The word "blurred" appears in some lines of the records below; state how many lines, and nothing else.

[Referring expression pointing data]
>>>
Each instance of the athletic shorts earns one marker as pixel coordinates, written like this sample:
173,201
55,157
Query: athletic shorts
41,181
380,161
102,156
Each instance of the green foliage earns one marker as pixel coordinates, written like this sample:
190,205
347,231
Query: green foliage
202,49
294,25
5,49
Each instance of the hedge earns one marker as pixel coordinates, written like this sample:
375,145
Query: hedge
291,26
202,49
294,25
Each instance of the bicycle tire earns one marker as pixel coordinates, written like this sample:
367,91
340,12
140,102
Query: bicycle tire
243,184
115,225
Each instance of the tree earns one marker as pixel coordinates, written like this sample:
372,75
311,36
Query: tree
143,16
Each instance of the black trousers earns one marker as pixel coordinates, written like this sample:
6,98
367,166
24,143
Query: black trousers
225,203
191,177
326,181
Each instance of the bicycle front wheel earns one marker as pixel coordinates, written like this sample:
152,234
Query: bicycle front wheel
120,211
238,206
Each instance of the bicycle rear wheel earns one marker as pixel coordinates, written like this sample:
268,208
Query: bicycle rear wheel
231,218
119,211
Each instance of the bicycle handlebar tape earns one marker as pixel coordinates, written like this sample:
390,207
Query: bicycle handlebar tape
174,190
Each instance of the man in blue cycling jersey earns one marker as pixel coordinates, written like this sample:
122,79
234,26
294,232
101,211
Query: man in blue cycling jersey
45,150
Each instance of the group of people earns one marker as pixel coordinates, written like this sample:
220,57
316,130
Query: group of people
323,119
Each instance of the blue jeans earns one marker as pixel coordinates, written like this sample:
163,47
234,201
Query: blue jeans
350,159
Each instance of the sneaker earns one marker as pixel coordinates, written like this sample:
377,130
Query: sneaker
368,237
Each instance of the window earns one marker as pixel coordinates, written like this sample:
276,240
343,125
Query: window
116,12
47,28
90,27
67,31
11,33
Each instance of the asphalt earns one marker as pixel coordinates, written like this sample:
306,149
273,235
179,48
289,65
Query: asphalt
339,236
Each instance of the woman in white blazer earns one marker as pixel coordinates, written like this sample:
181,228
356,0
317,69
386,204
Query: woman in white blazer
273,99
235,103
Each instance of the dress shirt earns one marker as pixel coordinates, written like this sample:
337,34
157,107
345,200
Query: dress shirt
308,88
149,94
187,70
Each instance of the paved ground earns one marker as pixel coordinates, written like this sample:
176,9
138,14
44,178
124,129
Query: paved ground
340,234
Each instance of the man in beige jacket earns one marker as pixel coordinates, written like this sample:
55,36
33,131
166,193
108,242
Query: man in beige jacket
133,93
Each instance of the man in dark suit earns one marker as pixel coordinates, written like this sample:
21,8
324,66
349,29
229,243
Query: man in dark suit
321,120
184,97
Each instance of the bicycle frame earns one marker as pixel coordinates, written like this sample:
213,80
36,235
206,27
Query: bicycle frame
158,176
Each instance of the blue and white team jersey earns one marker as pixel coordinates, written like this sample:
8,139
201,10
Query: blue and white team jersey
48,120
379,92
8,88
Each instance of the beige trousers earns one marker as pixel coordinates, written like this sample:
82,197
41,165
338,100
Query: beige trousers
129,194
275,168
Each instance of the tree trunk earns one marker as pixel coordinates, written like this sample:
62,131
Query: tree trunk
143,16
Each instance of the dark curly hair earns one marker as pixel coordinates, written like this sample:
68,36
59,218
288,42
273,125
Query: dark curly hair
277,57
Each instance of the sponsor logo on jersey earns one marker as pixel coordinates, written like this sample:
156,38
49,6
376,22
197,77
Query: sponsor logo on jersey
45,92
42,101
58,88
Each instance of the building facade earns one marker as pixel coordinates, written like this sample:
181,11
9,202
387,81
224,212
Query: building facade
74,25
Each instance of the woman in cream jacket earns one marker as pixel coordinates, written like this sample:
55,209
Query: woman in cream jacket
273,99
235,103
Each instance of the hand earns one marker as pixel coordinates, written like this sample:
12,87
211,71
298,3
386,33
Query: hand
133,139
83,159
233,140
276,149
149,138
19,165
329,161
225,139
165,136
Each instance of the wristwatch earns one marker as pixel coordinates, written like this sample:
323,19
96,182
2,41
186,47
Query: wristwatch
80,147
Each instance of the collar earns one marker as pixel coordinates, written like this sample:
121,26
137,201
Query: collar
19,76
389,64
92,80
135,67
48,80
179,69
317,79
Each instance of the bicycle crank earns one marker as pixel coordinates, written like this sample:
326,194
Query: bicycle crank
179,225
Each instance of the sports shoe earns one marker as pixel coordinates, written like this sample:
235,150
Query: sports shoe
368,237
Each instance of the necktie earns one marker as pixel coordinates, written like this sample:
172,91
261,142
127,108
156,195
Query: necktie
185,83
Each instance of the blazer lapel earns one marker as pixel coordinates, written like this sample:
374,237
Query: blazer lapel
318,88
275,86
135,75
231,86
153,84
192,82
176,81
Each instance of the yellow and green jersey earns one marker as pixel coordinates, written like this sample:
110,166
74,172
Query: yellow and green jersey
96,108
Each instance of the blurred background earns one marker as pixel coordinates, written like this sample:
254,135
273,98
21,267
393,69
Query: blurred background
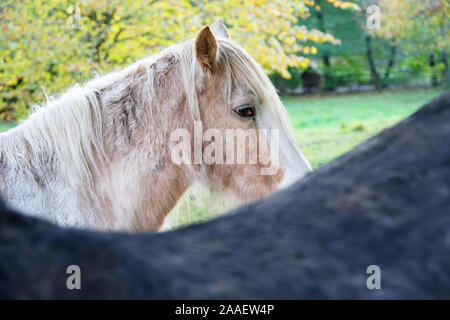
<<<
EXPECTED ANSWER: 2